Provided records below:
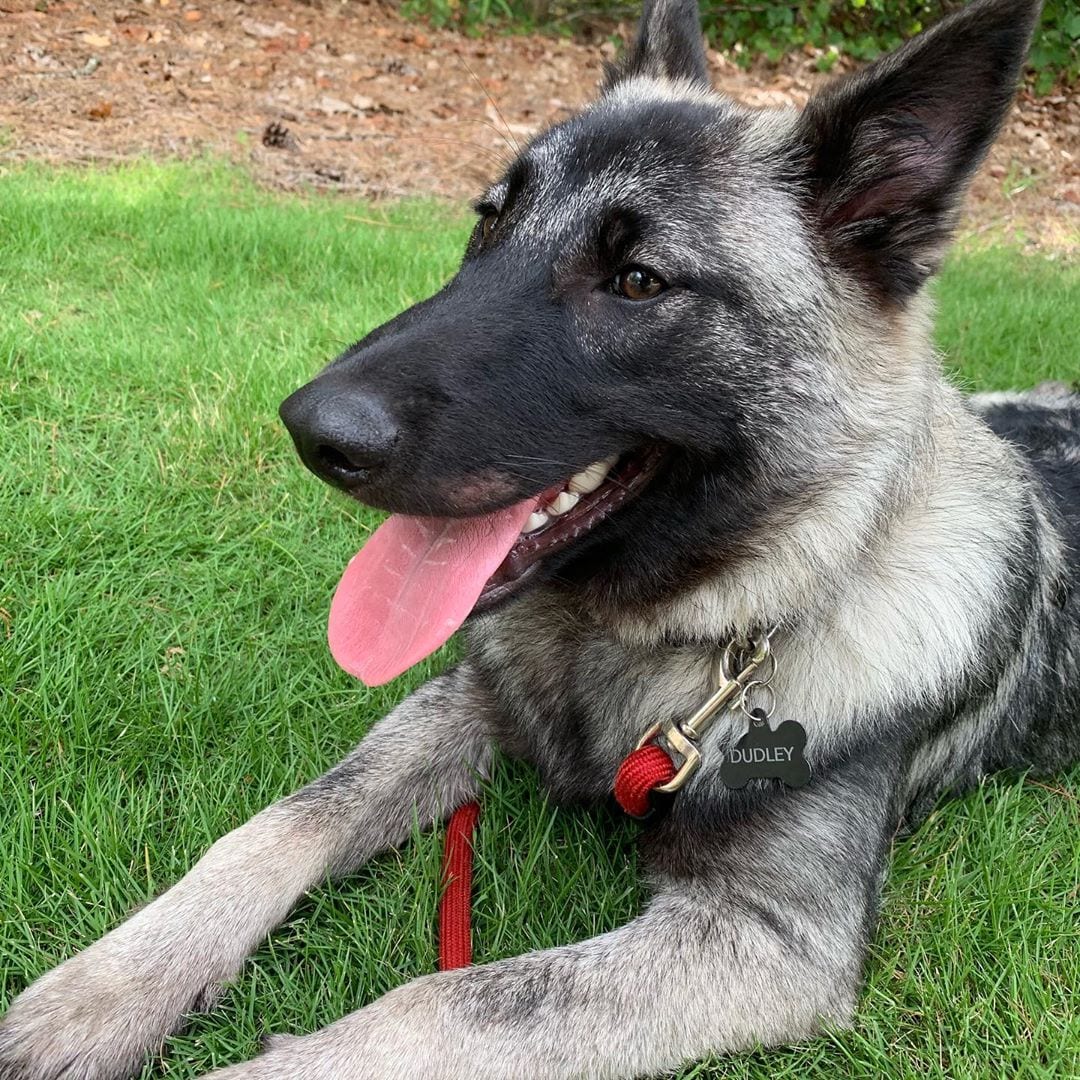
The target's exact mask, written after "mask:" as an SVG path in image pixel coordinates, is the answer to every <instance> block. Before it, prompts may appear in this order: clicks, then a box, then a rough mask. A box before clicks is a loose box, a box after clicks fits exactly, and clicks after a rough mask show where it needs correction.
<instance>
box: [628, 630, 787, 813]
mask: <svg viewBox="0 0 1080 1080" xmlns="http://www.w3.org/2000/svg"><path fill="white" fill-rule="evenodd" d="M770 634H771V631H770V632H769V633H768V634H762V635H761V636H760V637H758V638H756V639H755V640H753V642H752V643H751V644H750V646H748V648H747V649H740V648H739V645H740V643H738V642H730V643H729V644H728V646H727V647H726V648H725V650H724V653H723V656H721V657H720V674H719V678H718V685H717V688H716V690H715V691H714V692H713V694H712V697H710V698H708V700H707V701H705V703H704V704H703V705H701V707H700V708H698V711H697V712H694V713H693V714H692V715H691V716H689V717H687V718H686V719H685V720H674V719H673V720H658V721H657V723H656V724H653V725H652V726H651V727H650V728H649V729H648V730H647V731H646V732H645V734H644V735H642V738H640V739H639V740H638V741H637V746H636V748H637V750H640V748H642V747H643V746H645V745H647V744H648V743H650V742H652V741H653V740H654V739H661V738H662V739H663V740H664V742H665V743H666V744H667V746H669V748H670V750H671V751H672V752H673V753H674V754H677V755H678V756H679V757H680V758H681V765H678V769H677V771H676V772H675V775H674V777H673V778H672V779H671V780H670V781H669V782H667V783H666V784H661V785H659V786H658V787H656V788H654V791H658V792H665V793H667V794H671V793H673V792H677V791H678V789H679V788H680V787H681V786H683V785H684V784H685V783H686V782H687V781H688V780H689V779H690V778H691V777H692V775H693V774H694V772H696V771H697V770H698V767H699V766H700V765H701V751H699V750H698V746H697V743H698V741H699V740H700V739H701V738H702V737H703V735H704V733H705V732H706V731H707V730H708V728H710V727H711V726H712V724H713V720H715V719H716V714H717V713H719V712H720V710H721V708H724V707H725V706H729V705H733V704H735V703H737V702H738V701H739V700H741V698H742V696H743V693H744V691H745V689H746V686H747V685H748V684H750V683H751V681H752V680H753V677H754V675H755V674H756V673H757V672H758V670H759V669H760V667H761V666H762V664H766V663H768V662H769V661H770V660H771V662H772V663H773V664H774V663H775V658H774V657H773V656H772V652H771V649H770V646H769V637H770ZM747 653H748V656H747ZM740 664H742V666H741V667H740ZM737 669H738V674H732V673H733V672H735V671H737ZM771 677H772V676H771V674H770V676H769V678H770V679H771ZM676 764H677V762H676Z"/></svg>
End of Provided records.
Provided records below:
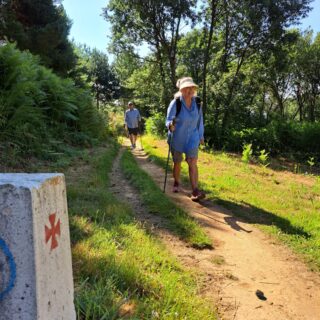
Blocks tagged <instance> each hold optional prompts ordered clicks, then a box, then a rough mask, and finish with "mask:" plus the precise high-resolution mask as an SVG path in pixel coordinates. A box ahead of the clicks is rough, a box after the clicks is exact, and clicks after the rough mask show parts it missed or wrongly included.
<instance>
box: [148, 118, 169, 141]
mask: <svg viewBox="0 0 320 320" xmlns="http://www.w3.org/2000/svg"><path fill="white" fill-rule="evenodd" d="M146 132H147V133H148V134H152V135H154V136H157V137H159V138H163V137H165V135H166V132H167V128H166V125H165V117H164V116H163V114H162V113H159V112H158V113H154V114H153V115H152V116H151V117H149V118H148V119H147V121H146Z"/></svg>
End of Provided records.
Provided records below:
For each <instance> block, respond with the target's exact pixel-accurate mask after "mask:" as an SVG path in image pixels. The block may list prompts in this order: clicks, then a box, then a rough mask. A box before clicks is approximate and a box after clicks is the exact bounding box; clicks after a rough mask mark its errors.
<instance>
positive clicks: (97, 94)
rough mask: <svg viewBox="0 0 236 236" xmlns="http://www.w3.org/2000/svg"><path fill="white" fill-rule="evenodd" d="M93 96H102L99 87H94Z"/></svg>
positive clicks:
End of Provided records.
Task — Using the listing above, show every line that includes the string "pixel".

Output of the exercise —
The target's exact mask, written after "mask:" as an SVG path in image pixel coordinates, is the answer to every <instance> block. Before it, prompts may appear in this order: clicks, then a box, then a rough mask. A box before clicks is a loose box, a box after clicks fits exactly, and clicks after a rough mask show where it needs correction.
Blocks tagged <instance> each hold optional prompts ordered clicks, then a box, then a rough mask, and finish with "mask:" plus the precise high-resolution mask as an SVG path in pixel coordinates. A box ahead of the clicks is rough, a box after the clicks is exact, and clicks after the rough mask show parts it missed or wrongly included.
For each <instance> block, respond with the target's exact pixel-accurate mask after "mask:" as an SVG path in image pixels. The block may list prompts in this order: clicks, then a box, then a rough mask. A box before clicks is approximate and a box after clicks is the exact bounding box; clicks after a rough mask mark its errors.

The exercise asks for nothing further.